Reproduce the following material verbatim, preserving every line in its original order.

[Stored data entries]

--*--

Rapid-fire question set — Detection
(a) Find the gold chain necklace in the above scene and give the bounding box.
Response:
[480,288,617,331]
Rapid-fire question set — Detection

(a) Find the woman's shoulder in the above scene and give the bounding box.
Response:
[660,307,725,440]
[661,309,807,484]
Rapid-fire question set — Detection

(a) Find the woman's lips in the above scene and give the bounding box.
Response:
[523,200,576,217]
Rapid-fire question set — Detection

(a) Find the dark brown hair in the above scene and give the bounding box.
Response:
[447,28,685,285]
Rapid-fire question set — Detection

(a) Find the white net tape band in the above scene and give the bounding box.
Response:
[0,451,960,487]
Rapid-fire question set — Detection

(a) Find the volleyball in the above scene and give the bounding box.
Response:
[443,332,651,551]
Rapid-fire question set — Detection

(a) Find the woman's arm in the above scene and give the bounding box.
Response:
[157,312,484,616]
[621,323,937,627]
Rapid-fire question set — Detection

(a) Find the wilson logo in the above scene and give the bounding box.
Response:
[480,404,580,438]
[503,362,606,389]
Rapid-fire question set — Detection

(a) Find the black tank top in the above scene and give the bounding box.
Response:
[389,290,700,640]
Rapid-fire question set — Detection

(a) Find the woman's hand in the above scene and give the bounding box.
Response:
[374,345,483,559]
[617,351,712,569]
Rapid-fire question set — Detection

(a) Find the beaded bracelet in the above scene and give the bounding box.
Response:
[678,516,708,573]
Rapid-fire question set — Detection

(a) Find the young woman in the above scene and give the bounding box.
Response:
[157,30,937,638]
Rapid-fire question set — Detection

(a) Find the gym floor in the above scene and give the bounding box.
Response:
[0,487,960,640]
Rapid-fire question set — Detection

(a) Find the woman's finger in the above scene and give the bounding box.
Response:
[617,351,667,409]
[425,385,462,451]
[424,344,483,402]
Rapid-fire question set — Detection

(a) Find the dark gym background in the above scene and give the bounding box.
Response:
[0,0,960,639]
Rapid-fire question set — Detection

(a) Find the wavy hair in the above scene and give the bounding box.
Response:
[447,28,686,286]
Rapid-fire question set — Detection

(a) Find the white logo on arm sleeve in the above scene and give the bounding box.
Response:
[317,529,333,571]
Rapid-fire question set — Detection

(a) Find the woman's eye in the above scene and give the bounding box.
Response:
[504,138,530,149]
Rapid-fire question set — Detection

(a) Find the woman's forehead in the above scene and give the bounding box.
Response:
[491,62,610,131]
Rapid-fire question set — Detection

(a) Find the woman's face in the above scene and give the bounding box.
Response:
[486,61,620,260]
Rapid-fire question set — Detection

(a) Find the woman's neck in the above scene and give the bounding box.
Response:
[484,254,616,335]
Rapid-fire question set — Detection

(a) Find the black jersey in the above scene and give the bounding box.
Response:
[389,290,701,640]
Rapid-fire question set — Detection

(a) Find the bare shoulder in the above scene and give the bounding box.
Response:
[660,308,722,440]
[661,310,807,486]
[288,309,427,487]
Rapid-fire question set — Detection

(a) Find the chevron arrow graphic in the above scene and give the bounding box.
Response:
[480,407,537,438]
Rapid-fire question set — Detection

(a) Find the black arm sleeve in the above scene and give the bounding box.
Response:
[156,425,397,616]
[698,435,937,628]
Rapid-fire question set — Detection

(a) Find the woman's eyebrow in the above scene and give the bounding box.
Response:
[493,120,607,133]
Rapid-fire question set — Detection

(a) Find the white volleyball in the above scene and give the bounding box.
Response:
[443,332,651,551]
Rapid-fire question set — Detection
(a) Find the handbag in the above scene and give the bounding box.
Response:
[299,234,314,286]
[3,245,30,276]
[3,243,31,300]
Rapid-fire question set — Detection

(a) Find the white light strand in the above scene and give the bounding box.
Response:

--*--

**EXERCISE RESPONSE**:
Rapid-fire question set — Detection
(a) Find the gold chain necklace in the above scene and give the bounding box.
Response:
[480,288,617,331]
Rapid-fire question set — Detection

(a) Find the woman's shoulder in the above scene and give the bounding box.
Response:
[660,307,725,440]
[661,309,807,484]
Rapid-fire question set — Detection

(a) Find the woman's lips in the above scene and give the bounding box.
Response:
[523,200,576,217]
Rapid-fire question set — Detection

(a) Find the dark brown hair in the above scene and give the bounding box.
Response:
[447,28,685,285]
Rapid-fire question set — Detection

(a) Find the white net tape band in the above scene and give the bounding box.
Response:
[0,451,960,487]
Rapid-fire question set — Detection

(a) Find the volleyball in the above scene and give the bounding box.
Response:
[443,332,651,551]
Rapid-fire question set — Detection

(a) Find the woman's arm in the above scene and give the bounding box.
Response:
[157,312,484,616]
[621,323,937,627]
Rapid-fire question set — Detection

(a) Find the wilson logo in the above scene and give the bounding box.
Response:
[480,404,580,438]
[503,362,606,389]
Rapid-fire question set — Detection

(a) Find the black tank top in the above scene and give the bounding box.
Response:
[389,290,700,640]
Rapid-fire question set — Detection

(a) Find the woman's hand in the above scene and give the bounding box.
Response:
[374,345,483,559]
[617,351,712,569]
Rapid-fire question set — Detection

(a) Find the beaded bracelet in the above scene and give the bounding box.
Response:
[678,516,708,573]
Rapid-fire question set — Detection

(a) Find the young woman in the above scene and give the bounding box.
Response:
[157,30,937,638]
Rapid-fire question set — Detection

(a) Find the gym floor in the above scene and give the bounding box.
Response:
[0,487,960,640]
Rapid-fire question set — Detection

(a) Find the woman's finger in the above scene and give the bounding box.
Response:
[617,351,667,409]
[425,385,462,451]
[424,344,483,402]
Rapid-fire question set — Detection

(a) Find the dark gym background in the above scene and give the bounding box.
Response:
[0,0,960,639]
Rapid-fire question set — Detection

(a) Find the wavy hair in the above scene and give the bounding box.
Response:
[447,28,686,286]
Rapid-fire question set — Detection

(a) Find the white logo on arm sleeve in the above scene and give the bounding box.
Response:
[317,529,333,571]
Rapid-fire question set — Detection

(a) Find the woman's eye in the above scene and give the bounding box.
Response:
[504,138,530,149]
Rapid-fire question set — Detection

(a) Find the woman's forehead in the above scene and give the bounding box.
Response:
[491,62,610,131]
Rapid-fire question set — Detection

(a) Find the woman's face in the above scene and give the bounding box.
Response:
[486,61,620,260]
Rapid-fire question set — Detection

(a) Find the woman's neck in the above scene and give the bounding box.
Response:
[484,254,616,335]
Rapid-fire question set — Detection

(a) Find the black jersey in the above scene and give the bounding box.
Response:
[389,290,701,640]
Rapid-fire question set — Detection

(a) Find the bare shoulder in the above scene and give the bounding box.
Response:
[660,308,722,440]
[661,310,807,486]
[288,309,427,487]
Rapid-fire question set — Detection

(a) Find the chevron arrow graphic in the above scene and give the bounding box.
Response:
[480,407,537,438]
Rapid-fire question set — Detection

(a) Find the black arm sleeve in the above scene and give the bounding box.
Response:
[156,425,397,616]
[698,435,937,628]
Rapid-fire question set — Detection

(a) Find the woman's eyebrow in the above scene and give the bounding box.
Response:
[493,120,607,133]
Rapid-fire question set — Detection

(a) Find the white volleyball in the above scene and give the bounding box.
Response:
[443,332,651,551]
Rapid-fire question set — Detection
(a) Find the handbag in the above scene and give the bounding box.
Response:
[299,234,314,286]
[3,245,30,276]
[3,243,31,300]
Rapid-fire question set — Detection

(a) Find the white light strand in the above scene and give the bounding box.
Response:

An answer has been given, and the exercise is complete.